Show every line of the listing below that contains the string "boxes".

[Source data]
· · · · ·

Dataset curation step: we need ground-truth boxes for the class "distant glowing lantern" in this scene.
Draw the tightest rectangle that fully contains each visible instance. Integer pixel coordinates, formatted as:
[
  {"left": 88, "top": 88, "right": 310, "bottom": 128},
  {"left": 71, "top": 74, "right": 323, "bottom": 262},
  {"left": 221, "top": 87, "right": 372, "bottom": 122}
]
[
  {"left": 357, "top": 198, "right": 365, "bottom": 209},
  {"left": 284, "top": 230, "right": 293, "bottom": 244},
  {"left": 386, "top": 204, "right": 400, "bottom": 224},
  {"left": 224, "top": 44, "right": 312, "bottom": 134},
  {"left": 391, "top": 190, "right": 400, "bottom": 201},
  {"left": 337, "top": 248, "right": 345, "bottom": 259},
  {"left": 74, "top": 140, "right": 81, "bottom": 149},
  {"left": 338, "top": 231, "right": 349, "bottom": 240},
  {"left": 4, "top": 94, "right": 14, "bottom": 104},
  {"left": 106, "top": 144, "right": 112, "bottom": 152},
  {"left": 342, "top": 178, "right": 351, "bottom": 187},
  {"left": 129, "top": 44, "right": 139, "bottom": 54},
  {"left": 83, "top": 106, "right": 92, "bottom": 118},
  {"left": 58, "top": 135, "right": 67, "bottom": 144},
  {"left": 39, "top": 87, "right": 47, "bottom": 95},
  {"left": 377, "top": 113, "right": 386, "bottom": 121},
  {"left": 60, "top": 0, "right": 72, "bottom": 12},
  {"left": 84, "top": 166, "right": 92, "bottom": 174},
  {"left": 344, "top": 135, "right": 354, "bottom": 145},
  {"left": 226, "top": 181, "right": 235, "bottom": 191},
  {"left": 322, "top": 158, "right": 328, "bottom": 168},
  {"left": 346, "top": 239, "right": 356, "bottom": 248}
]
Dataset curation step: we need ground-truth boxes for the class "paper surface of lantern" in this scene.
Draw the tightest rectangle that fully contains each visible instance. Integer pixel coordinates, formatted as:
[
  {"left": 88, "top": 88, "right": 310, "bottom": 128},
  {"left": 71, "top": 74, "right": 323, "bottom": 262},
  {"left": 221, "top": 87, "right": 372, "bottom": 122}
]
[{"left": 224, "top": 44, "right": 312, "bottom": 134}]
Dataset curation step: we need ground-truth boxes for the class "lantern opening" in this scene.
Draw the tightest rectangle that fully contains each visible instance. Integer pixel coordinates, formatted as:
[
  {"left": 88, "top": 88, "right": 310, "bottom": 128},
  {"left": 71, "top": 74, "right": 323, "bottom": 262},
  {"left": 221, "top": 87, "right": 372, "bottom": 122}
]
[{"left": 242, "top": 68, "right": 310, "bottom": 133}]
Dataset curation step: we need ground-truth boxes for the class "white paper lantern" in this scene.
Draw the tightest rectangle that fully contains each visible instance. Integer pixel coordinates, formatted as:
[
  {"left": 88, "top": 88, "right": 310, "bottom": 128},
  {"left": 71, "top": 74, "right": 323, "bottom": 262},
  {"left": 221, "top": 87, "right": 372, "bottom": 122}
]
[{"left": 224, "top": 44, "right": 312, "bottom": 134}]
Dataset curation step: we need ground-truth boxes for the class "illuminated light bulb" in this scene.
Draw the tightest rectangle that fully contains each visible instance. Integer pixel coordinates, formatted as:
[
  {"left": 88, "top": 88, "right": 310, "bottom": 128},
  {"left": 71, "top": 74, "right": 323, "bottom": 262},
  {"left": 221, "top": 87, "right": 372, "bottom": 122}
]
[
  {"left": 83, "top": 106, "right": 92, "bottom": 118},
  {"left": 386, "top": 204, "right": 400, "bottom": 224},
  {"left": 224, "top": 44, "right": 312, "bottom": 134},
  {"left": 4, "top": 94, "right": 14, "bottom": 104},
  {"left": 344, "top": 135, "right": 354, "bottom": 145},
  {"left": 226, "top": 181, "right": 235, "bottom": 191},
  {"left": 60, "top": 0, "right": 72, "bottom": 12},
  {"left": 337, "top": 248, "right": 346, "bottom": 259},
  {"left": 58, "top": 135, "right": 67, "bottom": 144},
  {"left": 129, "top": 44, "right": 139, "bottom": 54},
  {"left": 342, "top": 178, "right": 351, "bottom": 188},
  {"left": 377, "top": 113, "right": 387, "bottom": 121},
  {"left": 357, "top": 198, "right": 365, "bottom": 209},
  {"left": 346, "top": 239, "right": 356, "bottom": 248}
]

· · · · ·

◆ **Answer below**:
Dataset curation step: we need ground-truth boxes for the class "distant glowing lantern" in this scene.
Dataset curation step: we need ground-truth boxes for the class "paper surface of lantern" in this scene.
Dataset curation step: we need ground-truth boxes for the class "lantern opening" in this scene.
Dataset curation step: we need ground-truth boxes for the class "white paper lantern" in this scene.
Dataset curation step: we need ground-truth boxes for the class "illuminated light bulb" in this scene.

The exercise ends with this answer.